» WRITTEN REQUEST: According to the text on Vygotsky's theories of cognitive development, what are the two main principles of his work?

═════ TEXT EXTRACT

Shaffer (1996) gives the example of a young girl who is given her first jigsaw. Alone, she performs poorly in attempting to solve the puzzle. The father then sits with her and describes or demonstrates some basic strategies, such as finding all the corner/edge pieces and provides a couple of pieces for the child to put together herself and offers encouragement when she does so.
As the child becomes more competent, the father allows the child to work more independently. According to Vygotsky, this type of social interaction involving cooperative or collaborative dialogue promotes cognitive development.
To gain an understanding of Vygotsky’s theories on cognitive development, one must understand two of the main principles of Vygotsky’s work: the More Knowledgeable Other (MKO) and the Zone of Proximal Development (ZPD).
More Knowledgeable Other
The more knowledgeable other (MKO) is somewhat self-explanatory; it refers to someone who has a better understanding or a higher ability level than the learner, with respect to a particular task, process, or concept.
Although the implication is that the MKO is a teacher or an older adult, this is not necessarily the case. Many times, a child’s peers or an adult’s children may be the individuals with more knowledge or experience.
For example, who is more likely to know more about the newest teenage music groups, how to win at the most recent PlayStation game, or how to correctly perform the newest dance craze – a child or their parents?
In fact, the MKO need not be a person at all. Some companies, to support employees in their learning process, are now using electronic performance support systems.
Electronic tutors have also been used in educational settings to facilitate and guide students through the learning process. The key to MKOs is that they must have (or be programmed with) more knowledge about the topic being learned than the learner does.
Zone of Proximal Development
The concept of the more knowledgeable other is integrally related to the second important principle of Vygotsky’s work, the Zone of Proximal Development.
This is an important concept that relates to the difference between what a child can achieve independently and what a child can achieve with guidance and encouragement from a skilled partner.
Vygotsky consequently focuses much more closely on social interaction as an aid to learning; arguing that, left alone, children will develop – but not to their full potential.
He refers to the gap between actual and potential learning as the Zone of Proximal Development (ZPD) – and argues that it is only through collaboration with adults and other learners that this gap can be bridged.
The Zone of Proximal Development is the gap between the level of actual development, what the child can do on his own and the level of potential development, what a child can do with the assistance of more advanced and competent individuals.
Social interaction, therefore, supports the child’s cognitive development in the ZPD, leading to a higher level of reasoning. It is generally believed that social dialogues have two important features.
The first is intersubjectivity, where two individuals who might have different understandings of a task, arrive at a shared understanding by adjusting to the perspective of the other.
The second feature is referred to as scaffolding. Adults may begin by direct instruction, but as children’s mastery of a task increases, so the adult tends to withdraw their own contributions in recognition of the child’s increasing success.

══════════
═════ INFORMATION SHOWN

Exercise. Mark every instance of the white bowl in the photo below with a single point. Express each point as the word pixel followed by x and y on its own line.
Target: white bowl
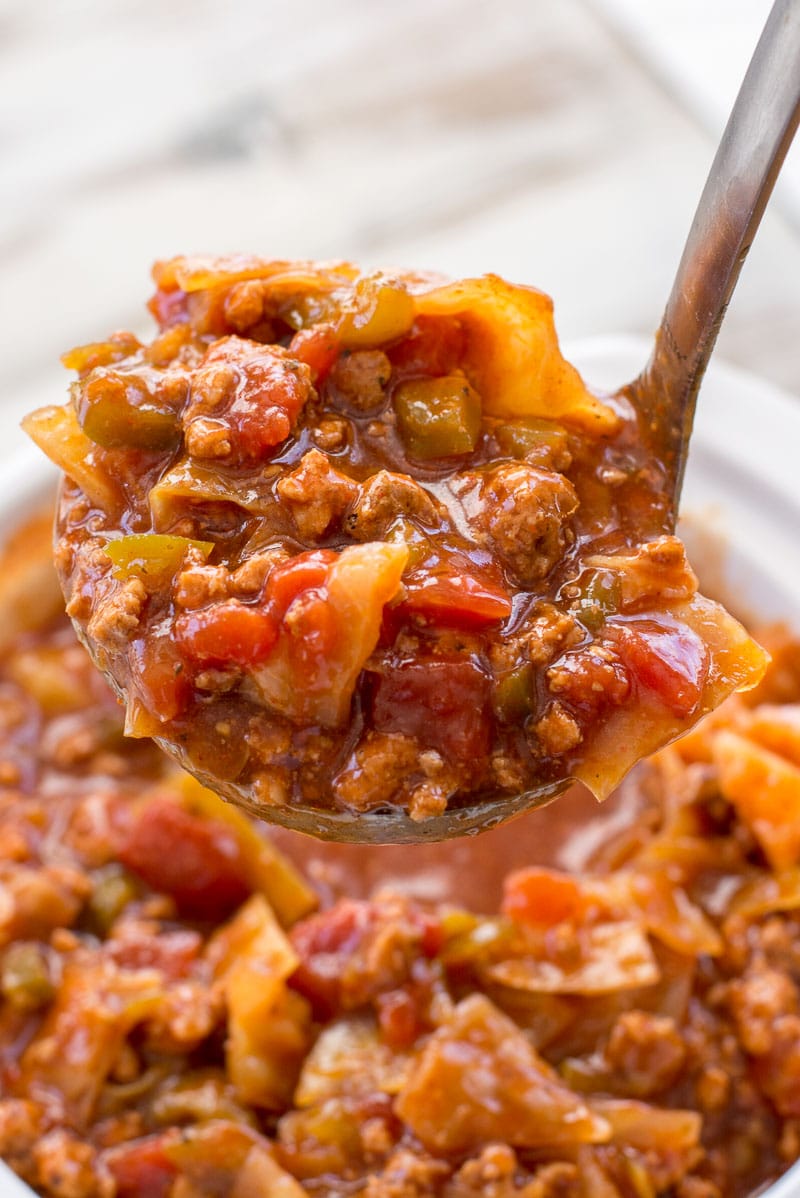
pixel 740 513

══════════

» WORKED SOLUTION: The More Knowledgeable Other (MKO) and the Zone of Proximal Development (ZPD).